→ **Given records**
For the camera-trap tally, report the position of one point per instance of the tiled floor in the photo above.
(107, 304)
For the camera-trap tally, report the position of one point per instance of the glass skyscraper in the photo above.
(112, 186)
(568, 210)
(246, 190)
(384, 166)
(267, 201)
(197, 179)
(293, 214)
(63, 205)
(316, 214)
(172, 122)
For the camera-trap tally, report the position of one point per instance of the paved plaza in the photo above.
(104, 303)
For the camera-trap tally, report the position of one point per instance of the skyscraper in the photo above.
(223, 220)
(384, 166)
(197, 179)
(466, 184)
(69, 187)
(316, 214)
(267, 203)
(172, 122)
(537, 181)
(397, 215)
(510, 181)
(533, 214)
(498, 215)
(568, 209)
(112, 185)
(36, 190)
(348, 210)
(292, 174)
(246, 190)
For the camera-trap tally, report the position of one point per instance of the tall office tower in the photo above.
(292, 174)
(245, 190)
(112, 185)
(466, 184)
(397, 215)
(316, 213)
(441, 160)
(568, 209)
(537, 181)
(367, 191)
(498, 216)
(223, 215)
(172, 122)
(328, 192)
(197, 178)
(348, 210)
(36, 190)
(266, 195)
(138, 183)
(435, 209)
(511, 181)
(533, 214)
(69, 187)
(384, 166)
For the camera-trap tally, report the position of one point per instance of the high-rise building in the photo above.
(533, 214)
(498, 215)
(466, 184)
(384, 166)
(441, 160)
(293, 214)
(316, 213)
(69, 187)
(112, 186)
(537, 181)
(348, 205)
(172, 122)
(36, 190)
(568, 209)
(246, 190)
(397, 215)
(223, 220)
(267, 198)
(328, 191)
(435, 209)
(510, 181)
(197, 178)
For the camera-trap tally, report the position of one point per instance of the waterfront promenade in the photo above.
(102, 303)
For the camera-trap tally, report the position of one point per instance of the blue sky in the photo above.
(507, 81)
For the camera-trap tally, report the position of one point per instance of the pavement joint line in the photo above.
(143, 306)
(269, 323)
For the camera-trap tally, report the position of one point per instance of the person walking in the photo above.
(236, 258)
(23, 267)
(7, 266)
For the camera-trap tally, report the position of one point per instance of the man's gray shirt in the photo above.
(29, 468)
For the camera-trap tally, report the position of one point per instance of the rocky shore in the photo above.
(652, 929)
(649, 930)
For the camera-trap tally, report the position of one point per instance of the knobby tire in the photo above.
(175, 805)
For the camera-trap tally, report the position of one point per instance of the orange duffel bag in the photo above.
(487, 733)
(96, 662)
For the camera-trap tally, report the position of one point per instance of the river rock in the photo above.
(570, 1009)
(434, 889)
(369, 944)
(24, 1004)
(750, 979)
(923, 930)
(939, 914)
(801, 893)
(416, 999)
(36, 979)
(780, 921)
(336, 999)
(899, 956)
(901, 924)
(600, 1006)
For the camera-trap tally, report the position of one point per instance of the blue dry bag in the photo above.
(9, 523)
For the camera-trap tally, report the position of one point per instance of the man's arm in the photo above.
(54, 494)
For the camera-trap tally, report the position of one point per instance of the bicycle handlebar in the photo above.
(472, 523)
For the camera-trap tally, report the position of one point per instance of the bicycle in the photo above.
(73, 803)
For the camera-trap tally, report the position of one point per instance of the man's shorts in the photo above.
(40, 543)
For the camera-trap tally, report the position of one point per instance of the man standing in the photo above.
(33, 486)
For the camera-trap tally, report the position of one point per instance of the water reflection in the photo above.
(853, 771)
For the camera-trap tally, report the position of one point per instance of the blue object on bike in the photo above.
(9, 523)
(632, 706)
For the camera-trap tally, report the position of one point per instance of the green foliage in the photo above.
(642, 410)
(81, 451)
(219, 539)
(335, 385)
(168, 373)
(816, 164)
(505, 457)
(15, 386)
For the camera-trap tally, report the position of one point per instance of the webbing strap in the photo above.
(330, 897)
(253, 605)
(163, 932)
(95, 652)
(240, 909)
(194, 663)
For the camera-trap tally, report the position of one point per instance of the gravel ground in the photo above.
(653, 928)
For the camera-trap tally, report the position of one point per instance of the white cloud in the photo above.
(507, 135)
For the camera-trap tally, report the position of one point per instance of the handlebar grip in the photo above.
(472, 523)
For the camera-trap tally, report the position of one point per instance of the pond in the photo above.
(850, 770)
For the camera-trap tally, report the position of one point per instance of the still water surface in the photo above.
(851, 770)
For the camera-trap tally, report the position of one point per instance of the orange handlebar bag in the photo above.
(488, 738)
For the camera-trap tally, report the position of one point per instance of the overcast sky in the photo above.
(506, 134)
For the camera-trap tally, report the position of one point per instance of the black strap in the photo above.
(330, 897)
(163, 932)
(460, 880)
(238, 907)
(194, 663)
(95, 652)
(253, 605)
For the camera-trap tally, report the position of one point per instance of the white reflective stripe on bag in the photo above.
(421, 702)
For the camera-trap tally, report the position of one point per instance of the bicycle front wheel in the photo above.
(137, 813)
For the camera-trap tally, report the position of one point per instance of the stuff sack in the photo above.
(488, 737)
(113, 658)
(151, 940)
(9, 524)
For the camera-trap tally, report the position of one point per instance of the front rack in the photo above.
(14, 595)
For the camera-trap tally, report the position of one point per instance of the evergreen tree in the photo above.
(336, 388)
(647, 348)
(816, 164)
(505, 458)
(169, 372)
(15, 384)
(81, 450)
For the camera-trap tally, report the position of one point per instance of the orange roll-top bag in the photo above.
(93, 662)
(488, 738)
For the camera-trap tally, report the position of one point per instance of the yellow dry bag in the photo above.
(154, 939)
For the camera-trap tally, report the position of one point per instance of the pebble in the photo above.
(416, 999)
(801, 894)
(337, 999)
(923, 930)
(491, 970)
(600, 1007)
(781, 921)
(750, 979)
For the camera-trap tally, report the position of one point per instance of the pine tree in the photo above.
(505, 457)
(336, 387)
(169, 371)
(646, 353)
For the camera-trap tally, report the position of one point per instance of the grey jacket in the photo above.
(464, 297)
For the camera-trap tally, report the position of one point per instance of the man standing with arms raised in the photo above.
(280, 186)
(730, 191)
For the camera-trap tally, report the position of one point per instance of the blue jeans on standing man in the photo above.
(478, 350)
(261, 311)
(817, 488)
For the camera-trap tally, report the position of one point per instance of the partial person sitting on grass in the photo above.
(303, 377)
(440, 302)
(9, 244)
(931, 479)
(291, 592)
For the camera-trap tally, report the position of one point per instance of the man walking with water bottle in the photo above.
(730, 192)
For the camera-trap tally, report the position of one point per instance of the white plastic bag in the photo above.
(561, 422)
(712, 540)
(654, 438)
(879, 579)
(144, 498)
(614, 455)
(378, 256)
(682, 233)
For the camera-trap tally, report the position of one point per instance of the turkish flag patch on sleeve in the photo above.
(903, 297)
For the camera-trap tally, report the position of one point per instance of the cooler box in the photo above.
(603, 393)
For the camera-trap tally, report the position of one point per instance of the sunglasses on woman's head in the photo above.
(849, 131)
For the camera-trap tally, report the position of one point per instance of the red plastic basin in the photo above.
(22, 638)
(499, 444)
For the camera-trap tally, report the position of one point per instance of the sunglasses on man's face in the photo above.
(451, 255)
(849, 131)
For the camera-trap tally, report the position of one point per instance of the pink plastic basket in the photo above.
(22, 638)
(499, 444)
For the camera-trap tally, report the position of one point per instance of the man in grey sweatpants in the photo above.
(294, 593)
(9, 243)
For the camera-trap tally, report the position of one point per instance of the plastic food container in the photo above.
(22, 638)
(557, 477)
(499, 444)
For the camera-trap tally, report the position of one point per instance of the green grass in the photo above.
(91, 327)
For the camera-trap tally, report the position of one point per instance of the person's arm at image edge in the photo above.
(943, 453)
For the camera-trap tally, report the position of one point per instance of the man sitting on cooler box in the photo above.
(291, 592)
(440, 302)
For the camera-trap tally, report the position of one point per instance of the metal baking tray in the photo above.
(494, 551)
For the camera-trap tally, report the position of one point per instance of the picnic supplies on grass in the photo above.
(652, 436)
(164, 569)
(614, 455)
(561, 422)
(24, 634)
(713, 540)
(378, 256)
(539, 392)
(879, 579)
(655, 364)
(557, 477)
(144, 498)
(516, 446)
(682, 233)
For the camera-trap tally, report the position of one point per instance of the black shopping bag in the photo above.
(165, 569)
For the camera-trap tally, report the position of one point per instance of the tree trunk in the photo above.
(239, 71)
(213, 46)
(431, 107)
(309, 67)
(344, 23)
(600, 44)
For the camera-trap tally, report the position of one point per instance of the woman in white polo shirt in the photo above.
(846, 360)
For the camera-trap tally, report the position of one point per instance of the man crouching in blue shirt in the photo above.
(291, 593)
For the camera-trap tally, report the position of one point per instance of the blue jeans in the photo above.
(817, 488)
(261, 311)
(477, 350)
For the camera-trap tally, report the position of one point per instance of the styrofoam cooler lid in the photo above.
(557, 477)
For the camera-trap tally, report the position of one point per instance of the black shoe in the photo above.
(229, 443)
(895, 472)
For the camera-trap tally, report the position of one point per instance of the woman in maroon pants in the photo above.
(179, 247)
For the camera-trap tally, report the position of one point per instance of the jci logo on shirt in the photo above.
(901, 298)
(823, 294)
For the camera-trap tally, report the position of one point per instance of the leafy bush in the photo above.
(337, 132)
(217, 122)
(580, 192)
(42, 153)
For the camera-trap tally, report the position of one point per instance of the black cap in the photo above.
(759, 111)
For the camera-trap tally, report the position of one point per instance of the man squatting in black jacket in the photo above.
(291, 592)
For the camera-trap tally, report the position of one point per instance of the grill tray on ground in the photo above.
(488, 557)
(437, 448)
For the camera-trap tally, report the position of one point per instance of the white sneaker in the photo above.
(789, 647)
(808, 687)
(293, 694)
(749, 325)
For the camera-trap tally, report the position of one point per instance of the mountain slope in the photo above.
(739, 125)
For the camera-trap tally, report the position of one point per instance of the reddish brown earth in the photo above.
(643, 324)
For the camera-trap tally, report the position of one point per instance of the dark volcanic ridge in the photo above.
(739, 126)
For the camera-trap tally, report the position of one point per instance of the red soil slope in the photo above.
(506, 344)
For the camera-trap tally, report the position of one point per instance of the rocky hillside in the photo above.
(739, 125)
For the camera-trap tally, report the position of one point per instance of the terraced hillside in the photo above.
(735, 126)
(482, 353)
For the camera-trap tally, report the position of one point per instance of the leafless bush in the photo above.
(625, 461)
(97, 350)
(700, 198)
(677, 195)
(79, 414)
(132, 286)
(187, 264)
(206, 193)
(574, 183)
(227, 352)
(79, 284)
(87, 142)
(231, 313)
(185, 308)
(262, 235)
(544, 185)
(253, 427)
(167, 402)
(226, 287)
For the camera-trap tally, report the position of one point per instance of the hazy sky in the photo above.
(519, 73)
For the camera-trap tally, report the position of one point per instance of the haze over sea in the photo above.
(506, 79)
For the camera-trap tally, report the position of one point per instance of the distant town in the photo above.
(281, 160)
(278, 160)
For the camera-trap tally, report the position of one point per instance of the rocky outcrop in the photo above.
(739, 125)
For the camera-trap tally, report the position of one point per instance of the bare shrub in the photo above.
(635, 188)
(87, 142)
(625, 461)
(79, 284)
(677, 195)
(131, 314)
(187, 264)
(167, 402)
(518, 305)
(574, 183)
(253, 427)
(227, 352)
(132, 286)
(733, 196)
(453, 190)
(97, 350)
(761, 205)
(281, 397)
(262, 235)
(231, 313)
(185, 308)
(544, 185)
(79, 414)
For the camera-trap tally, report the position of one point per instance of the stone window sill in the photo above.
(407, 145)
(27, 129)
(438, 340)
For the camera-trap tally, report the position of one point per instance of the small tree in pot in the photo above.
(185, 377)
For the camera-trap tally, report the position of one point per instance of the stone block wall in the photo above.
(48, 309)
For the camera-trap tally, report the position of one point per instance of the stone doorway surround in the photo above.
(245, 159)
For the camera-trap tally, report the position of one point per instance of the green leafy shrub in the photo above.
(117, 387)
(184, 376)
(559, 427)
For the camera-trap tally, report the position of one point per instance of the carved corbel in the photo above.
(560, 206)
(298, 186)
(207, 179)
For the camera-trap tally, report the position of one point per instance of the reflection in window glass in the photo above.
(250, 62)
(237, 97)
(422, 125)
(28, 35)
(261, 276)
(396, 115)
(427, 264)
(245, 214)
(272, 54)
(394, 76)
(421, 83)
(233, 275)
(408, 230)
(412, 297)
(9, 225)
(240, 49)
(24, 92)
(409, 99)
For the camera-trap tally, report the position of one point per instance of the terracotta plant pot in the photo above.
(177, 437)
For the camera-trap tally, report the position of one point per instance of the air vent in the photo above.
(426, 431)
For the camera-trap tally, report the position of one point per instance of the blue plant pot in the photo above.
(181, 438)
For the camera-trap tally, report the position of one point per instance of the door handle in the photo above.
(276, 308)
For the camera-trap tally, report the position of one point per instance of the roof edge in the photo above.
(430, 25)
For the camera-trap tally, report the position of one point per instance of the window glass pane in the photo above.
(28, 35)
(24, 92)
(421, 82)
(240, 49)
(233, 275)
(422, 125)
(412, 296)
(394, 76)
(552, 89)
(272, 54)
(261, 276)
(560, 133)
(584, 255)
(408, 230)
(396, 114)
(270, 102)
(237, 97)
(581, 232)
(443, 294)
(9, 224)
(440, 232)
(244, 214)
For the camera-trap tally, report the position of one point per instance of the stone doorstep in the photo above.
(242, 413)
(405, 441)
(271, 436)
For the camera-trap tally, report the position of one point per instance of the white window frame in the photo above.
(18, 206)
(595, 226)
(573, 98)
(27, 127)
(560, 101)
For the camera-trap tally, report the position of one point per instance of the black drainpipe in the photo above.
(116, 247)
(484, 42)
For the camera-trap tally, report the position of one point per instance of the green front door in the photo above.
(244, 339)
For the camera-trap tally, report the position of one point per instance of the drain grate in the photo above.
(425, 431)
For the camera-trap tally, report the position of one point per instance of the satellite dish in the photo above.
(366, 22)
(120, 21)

→ **What you need to do**
Starting at the line that contains "doorstep in the photo above.", repeat each line exactly through the last one in the listing. Include both of those lines and nothing more.

→ **Full answer**
For the camera-trap tally, report the position of one point per instance of the stone doorstep in the photo above.
(242, 413)
(405, 441)
(271, 436)
For the camera-trap tally, report the position of one point per instance of the white window frame in the photo above.
(18, 206)
(595, 226)
(573, 98)
(27, 127)
(560, 101)
For the camera-trap tally, report the position of one point per instance of the black drainpipe in the photo above.
(116, 247)
(484, 42)
For the camera-trap tally, report the position of one point per instance of the green front door in the photo above.
(244, 339)
For the camera-trap tally, report the position of one point per instance of the drain grate in the photo above.
(425, 431)
For the camera-trap tally, report the position of one point per instance of the satellite dish in the photo above.
(366, 22)
(120, 21)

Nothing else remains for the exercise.